● **About this task**: Within the data that follows, set down exactly the lines from the one containing "positive clicks: (6, 169) (100, 61)" through the one containing "negative clicks: (277, 180) (272, 148)", both ends included.

● **Excerpted data**:
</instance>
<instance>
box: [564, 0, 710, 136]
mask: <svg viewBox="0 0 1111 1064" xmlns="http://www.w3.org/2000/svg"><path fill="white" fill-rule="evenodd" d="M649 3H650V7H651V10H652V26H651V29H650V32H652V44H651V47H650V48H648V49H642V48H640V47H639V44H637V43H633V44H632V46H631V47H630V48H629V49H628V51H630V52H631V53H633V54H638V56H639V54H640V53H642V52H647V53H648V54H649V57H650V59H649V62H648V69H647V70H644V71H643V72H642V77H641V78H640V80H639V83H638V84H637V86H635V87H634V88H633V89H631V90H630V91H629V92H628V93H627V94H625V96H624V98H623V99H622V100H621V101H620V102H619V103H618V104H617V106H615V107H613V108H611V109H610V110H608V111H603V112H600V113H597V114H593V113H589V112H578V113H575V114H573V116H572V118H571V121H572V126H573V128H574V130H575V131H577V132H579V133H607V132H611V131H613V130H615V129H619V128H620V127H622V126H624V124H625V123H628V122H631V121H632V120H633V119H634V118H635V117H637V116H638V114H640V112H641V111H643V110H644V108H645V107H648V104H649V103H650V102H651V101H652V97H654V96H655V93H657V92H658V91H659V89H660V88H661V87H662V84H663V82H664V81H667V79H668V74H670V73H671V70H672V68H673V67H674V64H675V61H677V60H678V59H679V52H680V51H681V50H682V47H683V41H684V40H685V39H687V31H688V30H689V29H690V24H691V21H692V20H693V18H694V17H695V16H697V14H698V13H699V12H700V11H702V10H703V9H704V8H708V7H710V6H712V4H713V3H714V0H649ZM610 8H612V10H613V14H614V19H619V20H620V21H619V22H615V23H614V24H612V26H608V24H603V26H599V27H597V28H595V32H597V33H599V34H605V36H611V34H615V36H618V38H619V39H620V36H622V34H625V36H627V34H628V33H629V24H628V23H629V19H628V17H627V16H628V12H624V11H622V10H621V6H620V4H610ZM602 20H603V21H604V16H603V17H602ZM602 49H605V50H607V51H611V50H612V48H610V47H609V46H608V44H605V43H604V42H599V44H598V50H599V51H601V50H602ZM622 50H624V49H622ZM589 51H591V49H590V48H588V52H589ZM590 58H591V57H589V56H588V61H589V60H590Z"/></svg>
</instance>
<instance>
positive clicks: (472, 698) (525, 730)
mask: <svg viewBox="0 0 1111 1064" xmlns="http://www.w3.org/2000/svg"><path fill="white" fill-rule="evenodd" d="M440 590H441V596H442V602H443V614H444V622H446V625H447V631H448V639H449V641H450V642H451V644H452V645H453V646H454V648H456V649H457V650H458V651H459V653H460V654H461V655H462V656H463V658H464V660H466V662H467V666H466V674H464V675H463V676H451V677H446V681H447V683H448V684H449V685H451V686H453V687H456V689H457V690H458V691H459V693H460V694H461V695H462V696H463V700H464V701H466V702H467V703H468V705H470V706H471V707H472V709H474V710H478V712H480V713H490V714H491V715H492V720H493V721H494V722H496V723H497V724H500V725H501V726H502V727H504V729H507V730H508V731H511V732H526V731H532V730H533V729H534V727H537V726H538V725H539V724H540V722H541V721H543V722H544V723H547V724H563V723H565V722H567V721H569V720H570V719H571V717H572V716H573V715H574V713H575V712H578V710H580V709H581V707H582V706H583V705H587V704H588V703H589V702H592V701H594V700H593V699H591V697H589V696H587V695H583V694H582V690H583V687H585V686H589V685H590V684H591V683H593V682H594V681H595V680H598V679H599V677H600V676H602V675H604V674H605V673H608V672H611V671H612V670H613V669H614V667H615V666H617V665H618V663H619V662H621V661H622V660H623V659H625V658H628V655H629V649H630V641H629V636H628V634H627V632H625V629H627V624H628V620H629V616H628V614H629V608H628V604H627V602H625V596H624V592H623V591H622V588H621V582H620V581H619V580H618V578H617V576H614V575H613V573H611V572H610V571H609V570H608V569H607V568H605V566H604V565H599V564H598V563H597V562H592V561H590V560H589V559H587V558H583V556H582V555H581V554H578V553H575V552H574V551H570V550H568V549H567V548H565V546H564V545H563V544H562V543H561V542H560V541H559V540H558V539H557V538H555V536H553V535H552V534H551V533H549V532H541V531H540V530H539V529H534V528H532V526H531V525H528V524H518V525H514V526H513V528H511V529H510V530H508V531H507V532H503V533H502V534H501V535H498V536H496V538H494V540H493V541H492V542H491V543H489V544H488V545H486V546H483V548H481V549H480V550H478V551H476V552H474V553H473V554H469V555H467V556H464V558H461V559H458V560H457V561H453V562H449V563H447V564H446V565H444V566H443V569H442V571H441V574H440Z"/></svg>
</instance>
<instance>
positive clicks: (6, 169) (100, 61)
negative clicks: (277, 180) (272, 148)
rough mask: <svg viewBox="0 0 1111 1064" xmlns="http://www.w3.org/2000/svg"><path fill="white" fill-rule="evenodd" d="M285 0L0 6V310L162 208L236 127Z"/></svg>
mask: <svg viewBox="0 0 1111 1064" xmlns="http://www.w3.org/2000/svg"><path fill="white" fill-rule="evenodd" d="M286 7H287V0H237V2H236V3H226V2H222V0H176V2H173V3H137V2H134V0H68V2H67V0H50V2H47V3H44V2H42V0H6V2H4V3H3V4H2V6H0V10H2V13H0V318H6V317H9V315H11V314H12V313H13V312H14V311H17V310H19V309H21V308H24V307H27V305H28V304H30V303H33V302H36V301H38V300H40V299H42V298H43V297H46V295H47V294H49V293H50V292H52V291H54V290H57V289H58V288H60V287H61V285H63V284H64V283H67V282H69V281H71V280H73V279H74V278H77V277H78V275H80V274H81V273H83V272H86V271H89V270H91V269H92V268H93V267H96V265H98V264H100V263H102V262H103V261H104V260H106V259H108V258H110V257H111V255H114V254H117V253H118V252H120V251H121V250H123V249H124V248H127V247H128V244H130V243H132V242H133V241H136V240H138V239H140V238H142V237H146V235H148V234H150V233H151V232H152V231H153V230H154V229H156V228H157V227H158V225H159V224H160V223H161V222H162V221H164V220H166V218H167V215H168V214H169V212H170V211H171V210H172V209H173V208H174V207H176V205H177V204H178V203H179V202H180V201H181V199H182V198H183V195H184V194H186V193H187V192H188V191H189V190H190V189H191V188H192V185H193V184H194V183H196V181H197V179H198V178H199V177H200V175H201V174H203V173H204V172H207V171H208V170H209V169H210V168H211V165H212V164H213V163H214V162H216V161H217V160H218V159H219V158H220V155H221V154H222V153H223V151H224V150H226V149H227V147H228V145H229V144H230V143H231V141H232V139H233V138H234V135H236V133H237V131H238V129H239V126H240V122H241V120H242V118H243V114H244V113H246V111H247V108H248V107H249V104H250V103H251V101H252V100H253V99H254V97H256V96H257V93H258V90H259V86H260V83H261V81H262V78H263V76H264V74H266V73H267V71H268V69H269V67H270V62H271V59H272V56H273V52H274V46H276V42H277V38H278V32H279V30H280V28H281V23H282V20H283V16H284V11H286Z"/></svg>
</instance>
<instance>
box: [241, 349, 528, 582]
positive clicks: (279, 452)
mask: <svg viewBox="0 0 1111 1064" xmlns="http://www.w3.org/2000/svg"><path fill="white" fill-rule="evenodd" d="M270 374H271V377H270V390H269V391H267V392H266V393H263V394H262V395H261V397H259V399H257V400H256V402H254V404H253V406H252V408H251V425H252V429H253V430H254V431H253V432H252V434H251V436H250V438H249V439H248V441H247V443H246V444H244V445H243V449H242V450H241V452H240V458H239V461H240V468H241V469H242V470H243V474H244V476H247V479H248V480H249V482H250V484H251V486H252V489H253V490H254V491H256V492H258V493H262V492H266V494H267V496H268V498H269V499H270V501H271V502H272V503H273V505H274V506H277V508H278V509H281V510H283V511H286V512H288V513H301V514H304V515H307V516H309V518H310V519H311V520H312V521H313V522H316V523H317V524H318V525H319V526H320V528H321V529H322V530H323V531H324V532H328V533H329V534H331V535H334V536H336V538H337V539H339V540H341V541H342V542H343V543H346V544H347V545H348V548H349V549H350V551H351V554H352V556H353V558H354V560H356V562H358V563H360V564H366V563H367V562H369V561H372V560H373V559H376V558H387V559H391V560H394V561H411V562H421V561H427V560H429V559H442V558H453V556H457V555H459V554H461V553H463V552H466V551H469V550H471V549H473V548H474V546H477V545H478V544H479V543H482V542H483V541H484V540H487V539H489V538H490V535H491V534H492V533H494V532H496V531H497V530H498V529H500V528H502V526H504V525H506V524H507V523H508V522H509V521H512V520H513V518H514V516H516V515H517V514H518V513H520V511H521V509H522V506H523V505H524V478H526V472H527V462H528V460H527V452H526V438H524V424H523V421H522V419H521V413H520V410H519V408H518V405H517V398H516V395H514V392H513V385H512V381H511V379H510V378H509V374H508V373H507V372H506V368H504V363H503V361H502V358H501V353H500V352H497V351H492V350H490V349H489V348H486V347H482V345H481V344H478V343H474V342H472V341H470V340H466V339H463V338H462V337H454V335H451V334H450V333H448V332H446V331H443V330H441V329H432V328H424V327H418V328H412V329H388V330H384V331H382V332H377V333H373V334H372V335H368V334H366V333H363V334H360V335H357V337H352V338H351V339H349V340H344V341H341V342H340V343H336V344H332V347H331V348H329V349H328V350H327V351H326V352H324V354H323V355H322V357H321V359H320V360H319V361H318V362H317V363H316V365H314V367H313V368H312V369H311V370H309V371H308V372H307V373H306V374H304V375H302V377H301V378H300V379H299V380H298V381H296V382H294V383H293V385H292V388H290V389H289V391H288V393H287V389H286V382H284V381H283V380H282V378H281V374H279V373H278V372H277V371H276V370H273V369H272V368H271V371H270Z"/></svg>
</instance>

● **Exercise output**:
positive clicks: (6, 169) (100, 61)
negative clicks: (277, 180) (272, 148)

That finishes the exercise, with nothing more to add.